> [Source]:

By changing the processes and technology, the team wanted to redefine the reporting scope and harmonize reporting on the most important reporting dimensions like client, business unit, engagement, and further dimensions on the European level (Austria, Belgium, Germany, the Netherlands, Switzerland, and Turkey).

Facing the challenges and targeting users' needs

During the period of changing processes, technology, and reporting scope, the team was looking for the best approach to tackle this. One of the biggest challenges was figuring out the real users' needs.

In a large organization like PwC, different territories have different requirements. For example, larger territories like Germany and the Netherlands already had a mature reporting organization and had different mentalities in place as opposed to smaller territories like Austria or Belgium where reporting demands are different. To illustrate, in the Netherlands, the need for diversity reporting is much more pronounced than in Switzerland.

Additionally, during feedback collection on the old reporting, the end-users would say that those reports tend to contain a lot of data, but in the end, they were looking around for data that they actually needed. So another important input for Michael and his team was to ensure that with the updated reporting system, users' perspective is put in front.

Design-thinking approach to deliver reports that answer key business questions

To determine how future reports should be designed, they used the PwC Best Experience Technology approach. It is a framework based on the Design-thinking approach. This refers to an iterative process teams use to better understand end-users. This often results in challenging predefined assumptions, redefining problems, and creating innovative solutions based on numerous prototypes and wireframes.

To accomplish optimal outcomes, this framework is set into two spaces:

  • A problem space that refers to scope definition, research, and problem redefinition
  • A solution space that consists of a storyboard/storyline, wireframe, and final implementation.

Scope definition, research, and problem redefinition

At the beginning of such a project, it's very important to define the scope of it. It will allow you to really understand the analysis's focus.

Michael's team began with basic information that could fit on one page, referencing high-level inputs. This included: the dashboard's goal, the main users, the product owner, the list of subject matter experts (SMEs), the main responsible person, and those behind the development wheel.

> [Records to use]:

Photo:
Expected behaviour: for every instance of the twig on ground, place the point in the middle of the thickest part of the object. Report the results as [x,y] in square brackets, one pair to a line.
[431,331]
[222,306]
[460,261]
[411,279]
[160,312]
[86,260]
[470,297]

> [Objectives]:
1 – Reproduce the rows with "thickest" swapped for "widest" and everything else left as is.
2 – Extend the account of PwC's European reporting redesign, picking up after its final sentence.

> [Outputs by task]:
1 –
Photo:
Expected behaviour: for every instance of the twig on ground, place the point in the middle of the widest part of the object. Report the results as [x,y] in square brackets, one pair to a line.
[431,331]
[222,306]
[460,261]
[411,279]
[160,312]
[86,260]
[470,297]

2 –
2. Research time

During the research phase, they conducted several interviews with SMEs coming from different departments, such as IT, business, and controlling, and various territories across PwC Europe. This way they made sure that different points of view were considered and different demands were included.

After giving them initial information and presenting the goal to ensure common understanding, it was very important to let the interviewees present themselves. They shared information about their job role, responsibilities, and how they typically use the existing dashboards.

Michael's team learned that instead of directly asking 'What data do you need?' or 'What is the information you want to see?', you have to use a different approach. It's better to ask questions like:

  • How do you use the dashboard?
  • Which problems are you trying to solve?
  • Which action or decision are you taking from the dashboard?
  • What is the key information you're looking for?
  • What business questions are you looking answers for?

Such questions leave you with a much better understanding of the actual usage of the dashboard and the needs the viewers have. Only after understanding these, you can proceed with asking more specific questions such as which data is being used, what is the frequency and what kind of functionality are they expecting.

On average they did pair report interviews with 25 SMEs, and they had a huge list of business questions. This allowed them to really understand which demand came from which perspective.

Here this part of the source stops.